Questions to answer:
A - From the article below on Google DeepMind's Gemini models, list every task that Gemini 1.5 Flash is said to excel at.
B - Extend the article below on Google DeepMind's Gemini models with a few more paragraphs, picking up after its final sentence.

Supplied passage:

Google DeepMind has announced significant advancements in its Gemini AI model family, including the introduction of Gemini 1.5 Flash. This new model is designed to be lighter and faster, catering to high-volume, high-frequency tasks with cost efficiency and a long context window. Demis Hassabis, CEO of Google DeepMind, shared these updates on behalf of the Gemini team at the recently-held Google I/O conference.
In December 2023, Google DeepMind launched the natively multimodal Gemini 1.0 in three sizes: Ultra, Pro, and Nano. Shortly after, Gemini 1.5 Pro was released, featuring enhanced performance and an unprecedented long context window of 1 million tokens. The model has been well-received by developers and enterprise customers for its robust multimodal reasoning capabilities and overall performance.
Based on user feedback indicating a need for lower latency and cost-effective solutions, Google DeepMind has now introduced Gemini 1.5 Flash. This model is optimized for efficient large-scale operations, maintaining a long context window of 1 million tokens. Both 1.5 Pro and 1.5 Flash are available in public preview via Google AI Studio and Vertex AI, with 1.5 Pro also offering a 2 million token context window for select developers and Google Cloud customers.
The Gemini family has seen substantial improvements, with the next generation of open models, Gemma 2, on the horizon. In addition, Project Astra marks significant progress toward developing advanced AI assistants. Gemini 1.5 Flash stands out as the fastest model in the Gemini family, excelling in tasks such as summarization, chat applications, image and video captioning, and data extraction. Despite being lighter than 1.5 Pro, it retains high multimodal reasoning capabilities through a distillation process from the larger model.

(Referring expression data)

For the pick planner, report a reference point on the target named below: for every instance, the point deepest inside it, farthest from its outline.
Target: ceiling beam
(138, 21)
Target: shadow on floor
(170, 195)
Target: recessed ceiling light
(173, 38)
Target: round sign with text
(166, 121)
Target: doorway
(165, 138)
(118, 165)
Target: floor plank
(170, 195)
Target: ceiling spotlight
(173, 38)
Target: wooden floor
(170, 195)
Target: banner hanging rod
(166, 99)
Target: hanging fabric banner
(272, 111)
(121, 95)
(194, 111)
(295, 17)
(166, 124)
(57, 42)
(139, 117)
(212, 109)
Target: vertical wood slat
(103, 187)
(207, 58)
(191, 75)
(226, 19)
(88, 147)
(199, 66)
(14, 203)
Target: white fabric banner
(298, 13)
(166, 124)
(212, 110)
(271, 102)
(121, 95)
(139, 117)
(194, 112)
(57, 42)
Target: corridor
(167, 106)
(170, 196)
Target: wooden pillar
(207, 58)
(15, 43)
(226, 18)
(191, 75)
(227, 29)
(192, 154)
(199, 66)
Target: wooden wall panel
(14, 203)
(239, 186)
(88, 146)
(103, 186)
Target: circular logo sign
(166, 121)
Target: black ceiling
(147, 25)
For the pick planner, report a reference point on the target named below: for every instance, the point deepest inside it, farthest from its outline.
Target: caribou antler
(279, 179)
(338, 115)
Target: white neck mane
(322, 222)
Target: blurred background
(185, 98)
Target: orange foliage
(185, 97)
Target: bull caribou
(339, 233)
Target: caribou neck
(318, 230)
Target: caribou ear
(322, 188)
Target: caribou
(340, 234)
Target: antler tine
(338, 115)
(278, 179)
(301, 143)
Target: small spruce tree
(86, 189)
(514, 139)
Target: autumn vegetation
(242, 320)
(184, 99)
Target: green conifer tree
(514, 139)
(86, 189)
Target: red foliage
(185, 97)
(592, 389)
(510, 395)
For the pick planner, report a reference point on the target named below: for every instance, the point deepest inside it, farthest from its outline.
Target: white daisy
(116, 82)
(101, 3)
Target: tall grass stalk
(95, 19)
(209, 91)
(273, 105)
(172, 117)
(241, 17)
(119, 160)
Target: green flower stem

Task-by-task answers:
A - Summarization, chat applications, image and video captioning, and data extraction.

B -
The improvements in 1.5 Pro include a context window extension to 2 million tokens and advancements in code generation, logical reasoning, and multi-turn conversation. It also features enhanced audio and image understanding, allowing it to follow complex instructions and perform specific use case tasks more effectively. Google DeepMind is also integrating 1.5 Pro into various Google products, including Gemini Advanced and Workspace apps. Gemini Nano is expanding to include image inputs, enabling applications to process information in a more human-like manner.
Gemma 2, the next generation of open models, boasts a new architecture for superior performance and efficiency. The Gemma family is expanding with PaliGemma, a vision-language model inspired by PaLI-3, and updates to the Responsible Generative AI Toolkit.
Project Astra showcases Google DeepMind’s vision for the future of AI assistants. These prototype agents can process information rapidly, combining video and speech inputs into a cohesive timeline and responding with natural intonations. This technology aims to create AI assistants capable of understanding and interacting with the world like humans, potentially integrating into everyday devices like phones and glasses.
Hassabis emphasized that Google DeepMind is committed to advancing AI responsibly to benefit humanity, continuously pushing the boundaries of innovation and exploring new use cases for the Gemini models.